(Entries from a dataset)
++++++++
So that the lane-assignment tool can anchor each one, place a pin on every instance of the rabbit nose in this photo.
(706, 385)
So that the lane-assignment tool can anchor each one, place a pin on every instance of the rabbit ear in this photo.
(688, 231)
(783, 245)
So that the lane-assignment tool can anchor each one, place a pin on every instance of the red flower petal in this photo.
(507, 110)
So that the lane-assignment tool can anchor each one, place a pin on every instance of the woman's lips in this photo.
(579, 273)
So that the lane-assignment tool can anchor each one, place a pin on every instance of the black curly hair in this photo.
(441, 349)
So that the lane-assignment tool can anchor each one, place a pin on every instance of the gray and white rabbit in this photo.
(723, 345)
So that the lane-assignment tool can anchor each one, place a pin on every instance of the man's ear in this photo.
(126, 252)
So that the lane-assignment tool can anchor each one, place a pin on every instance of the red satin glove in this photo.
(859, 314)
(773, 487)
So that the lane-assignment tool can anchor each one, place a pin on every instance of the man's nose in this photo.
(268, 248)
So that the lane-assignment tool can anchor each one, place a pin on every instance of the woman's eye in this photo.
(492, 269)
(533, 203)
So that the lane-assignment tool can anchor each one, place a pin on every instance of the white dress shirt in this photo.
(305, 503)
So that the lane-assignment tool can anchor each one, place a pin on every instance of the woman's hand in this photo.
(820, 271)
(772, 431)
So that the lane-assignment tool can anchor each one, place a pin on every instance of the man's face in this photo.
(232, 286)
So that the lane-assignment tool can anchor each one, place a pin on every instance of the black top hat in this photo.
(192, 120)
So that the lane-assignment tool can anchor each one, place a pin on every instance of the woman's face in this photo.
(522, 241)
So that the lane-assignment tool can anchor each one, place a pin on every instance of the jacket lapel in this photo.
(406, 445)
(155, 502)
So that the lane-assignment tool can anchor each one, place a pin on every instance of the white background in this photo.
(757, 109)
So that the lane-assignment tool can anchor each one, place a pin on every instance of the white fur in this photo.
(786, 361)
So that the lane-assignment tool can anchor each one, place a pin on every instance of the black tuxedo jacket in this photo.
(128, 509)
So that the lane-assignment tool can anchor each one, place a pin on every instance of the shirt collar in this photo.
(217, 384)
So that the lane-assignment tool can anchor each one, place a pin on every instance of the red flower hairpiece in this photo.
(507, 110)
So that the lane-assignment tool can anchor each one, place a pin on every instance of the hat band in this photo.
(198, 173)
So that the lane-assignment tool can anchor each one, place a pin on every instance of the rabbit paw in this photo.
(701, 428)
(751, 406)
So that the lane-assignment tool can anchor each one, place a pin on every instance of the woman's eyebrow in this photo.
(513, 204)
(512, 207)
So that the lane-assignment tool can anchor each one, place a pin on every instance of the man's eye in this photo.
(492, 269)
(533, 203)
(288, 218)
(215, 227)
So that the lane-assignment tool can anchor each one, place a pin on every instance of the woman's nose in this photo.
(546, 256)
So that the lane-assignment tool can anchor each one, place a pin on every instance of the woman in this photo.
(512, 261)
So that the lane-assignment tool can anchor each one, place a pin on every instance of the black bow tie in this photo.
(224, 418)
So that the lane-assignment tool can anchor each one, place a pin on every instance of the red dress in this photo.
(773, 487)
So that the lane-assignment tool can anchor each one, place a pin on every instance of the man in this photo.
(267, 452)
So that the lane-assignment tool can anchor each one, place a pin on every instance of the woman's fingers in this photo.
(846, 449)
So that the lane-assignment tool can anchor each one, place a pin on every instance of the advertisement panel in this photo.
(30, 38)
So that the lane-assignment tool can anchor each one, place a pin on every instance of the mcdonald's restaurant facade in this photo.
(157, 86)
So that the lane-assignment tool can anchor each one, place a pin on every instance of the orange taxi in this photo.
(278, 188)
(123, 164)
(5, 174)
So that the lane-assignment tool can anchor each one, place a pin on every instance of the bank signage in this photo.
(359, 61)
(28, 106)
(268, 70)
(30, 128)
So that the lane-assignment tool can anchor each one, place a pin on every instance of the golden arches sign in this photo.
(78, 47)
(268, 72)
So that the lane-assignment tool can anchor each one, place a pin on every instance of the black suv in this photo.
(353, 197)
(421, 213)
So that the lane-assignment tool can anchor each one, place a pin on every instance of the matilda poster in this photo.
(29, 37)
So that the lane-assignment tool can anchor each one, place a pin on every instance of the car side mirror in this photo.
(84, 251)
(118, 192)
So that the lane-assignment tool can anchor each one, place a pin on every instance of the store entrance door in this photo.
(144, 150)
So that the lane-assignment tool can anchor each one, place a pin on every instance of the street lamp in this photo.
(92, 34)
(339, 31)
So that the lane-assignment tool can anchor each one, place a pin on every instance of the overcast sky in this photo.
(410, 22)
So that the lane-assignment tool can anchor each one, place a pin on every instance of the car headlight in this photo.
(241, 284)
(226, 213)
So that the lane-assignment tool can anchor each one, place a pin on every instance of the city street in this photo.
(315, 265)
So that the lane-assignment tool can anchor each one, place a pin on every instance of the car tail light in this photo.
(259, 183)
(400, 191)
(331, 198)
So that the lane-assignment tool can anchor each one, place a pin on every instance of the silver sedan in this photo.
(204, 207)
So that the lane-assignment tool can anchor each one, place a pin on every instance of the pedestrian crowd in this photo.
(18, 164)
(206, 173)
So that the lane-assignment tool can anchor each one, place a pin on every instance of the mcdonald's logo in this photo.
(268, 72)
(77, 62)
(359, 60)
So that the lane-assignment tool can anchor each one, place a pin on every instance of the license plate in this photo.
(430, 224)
++++++++
* [PROBLEM] Copy all of the material word for word.

* [RESULT FOR THIS EXERCISE]
So that the lane-assignment tool can anchor each one, place a pin on every instance of the rabbit nose in this photo.
(706, 385)
So that the lane-assignment tool can anchor each one, place a pin on every instance of the rabbit ear in this photo.
(688, 231)
(783, 245)
So that the lane-assignment tool can anchor each one, place a pin on every instance of the red flower petal in this photo.
(507, 110)
So that the lane-assignment tool can anchor each one, place a pin on every instance of the woman's lips in this photo.
(579, 273)
So that the lane-assignment tool can anchor each one, place a pin on every instance of the black curly hair in this photo.
(441, 349)
So that the lane-assignment tool can anchor each one, place a pin on every instance of the gray and white rabbit in this photo.
(723, 345)
So that the lane-assignment tool can anchor each one, place a pin on every instance of the man's ear in this photo.
(126, 252)
So that the lane-assignment tool can anchor each one, place a pin on every instance of the red satin glove in this photo.
(859, 314)
(773, 487)
So that the lane-assignment tool can anchor each one, place a pin on every instance of the man's nose in this photo.
(268, 248)
So that the lane-assignment tool can anchor each one, place a pin on every instance of the woman's eye in this photo.
(492, 269)
(533, 203)
So that the lane-assignment tool can anchor each one, place a pin on every instance of the white dress shirt in this photo.
(305, 503)
So that the lane-assignment tool can anchor each one, place a pin on every instance of the woman's hand in this photo.
(820, 271)
(772, 431)
So that the lane-assignment tool can anchor each one, place a pin on every instance of the man's face in this photo.
(232, 286)
So that the lane-assignment tool can anchor each one, place a pin on every instance of the black top hat in this photo.
(192, 120)
So that the lane-assignment tool can anchor each one, place a pin on every instance of the woman's face in this photo.
(522, 241)
So that the lane-assignment tool can anchor each one, place a pin on every instance of the jacket lapel in this photo.
(406, 445)
(155, 502)
So that the lane-assignment tool can anchor each one, place a pin on every instance of the white background in this photo.
(757, 109)
So that the lane-assignment tool can anchor each one, place a pin on every instance of the white fur in this photo.
(786, 361)
So that the lane-assignment tool can anchor each one, place a pin on every instance of the black tuxedo jacket in this photo.
(128, 509)
So that the lane-assignment tool can anchor each one, place a pin on every instance of the shirt collar in this photo.
(217, 384)
So that the lane-assignment tool can anchor each one, place a pin on every instance of the red flower hairpiece in this photo.
(507, 110)
So that the lane-assignment tool can anchor each one, place a pin on every instance of the hat band in this photo.
(198, 173)
So that the lane-assignment tool can anchor each one, place a pin on every instance of the rabbit paw in this photo.
(701, 428)
(751, 406)
So that the lane-assignment tool can anchor each one, place a pin on every instance of the woman's eyebrow in this photo.
(513, 204)
(512, 207)
So that the lane-assignment tool can anchor each one, place a pin on every instance of the man's eye in this photo.
(492, 269)
(533, 203)
(288, 218)
(215, 227)
So that the lane-assignment tool can anchor each one, place a pin on every instance of the woman's nose in this photo.
(546, 256)
So that the lane-assignment tool can anchor each one, place a pin on every instance of the woman in this photo.
(512, 261)
So that the lane-assignment tool can anchor each one, place a pin on every instance of the black bow tie in this photo.
(224, 418)
So that the lane-assignment tool can anchor each one, place a pin on every instance of the red dress in this photo.
(773, 487)
So that the lane-assignment tool can anchor each one, place a pin on every instance of the man in this photo.
(267, 452)
So that the lane-assignment tool can anchor each one, place a pin on every instance of the woman's fingers in this photo.
(846, 449)
So that the lane-assignment tool can anchor each one, place a pin on every instance of the advertisement panel in this photo.
(30, 38)
So that the lane-assignment tool can anchor each one, place a pin on every instance of the mcdonald's restaurant facade in this photo.
(157, 86)
So that the lane-assignment tool can anchor each one, place a pin on every instance of the orange taxi in this photo.
(278, 188)
(123, 164)
(5, 174)
So that the lane-assignment tool can anchor each one, place a pin on every instance of the bank signage in this photo.
(359, 61)
(28, 106)
(268, 70)
(30, 128)
So that the lane-assignment tool can anchor each one, place a pin on every instance of the golden arches sign in this photo.
(78, 47)
(268, 72)
So that the lane-assignment tool can anchor each one, place a pin on every instance of the black suv in this photo.
(353, 197)
(421, 213)
So that the lane-assignment tool can anchor each one, place a pin on every instance of the matilda poster in this photo.
(29, 37)
So that the lane-assignment tool can anchor each one, place a pin on every instance of the car side mirror in this photo.
(84, 251)
(118, 192)
So that the lane-assignment tool can anchor each one, place a pin on every instance of the store entrance door in this photo.
(144, 150)
So that the lane-assignment tool can anchor each one, place a pin on every instance of the street lamp in this photo.
(92, 34)
(339, 31)
So that the lane-assignment tool can anchor each one, place a pin on every instance of the overcast sky in this photo.
(410, 22)
So that the lane-assignment tool can anchor each one, place a pin on every instance of the car headlight in this photo.
(241, 284)
(226, 213)
So that the lane-assignment tool can anchor each one, place a pin on every instance of the city street in this photo.
(315, 265)
So that the lane-assignment tool can anchor each one, place a pin on every instance of the car tail light in this photo.
(259, 183)
(400, 191)
(331, 198)
So that the lane-assignment tool can anchor each one, place a pin on every instance of the silver sedan in this photo.
(204, 207)
So that the lane-assignment tool can anchor each one, place a pin on every instance of the pedestrian crowd in this photo.
(18, 164)
(206, 173)
So that the lane-assignment tool can anchor each one, place a pin on every instance of the mcdonald's logo in this photo.
(268, 72)
(77, 62)
(359, 60)
So that the lane-assignment tool can anchor each one, place a pin on every instance of the license plate in this photo.
(430, 224)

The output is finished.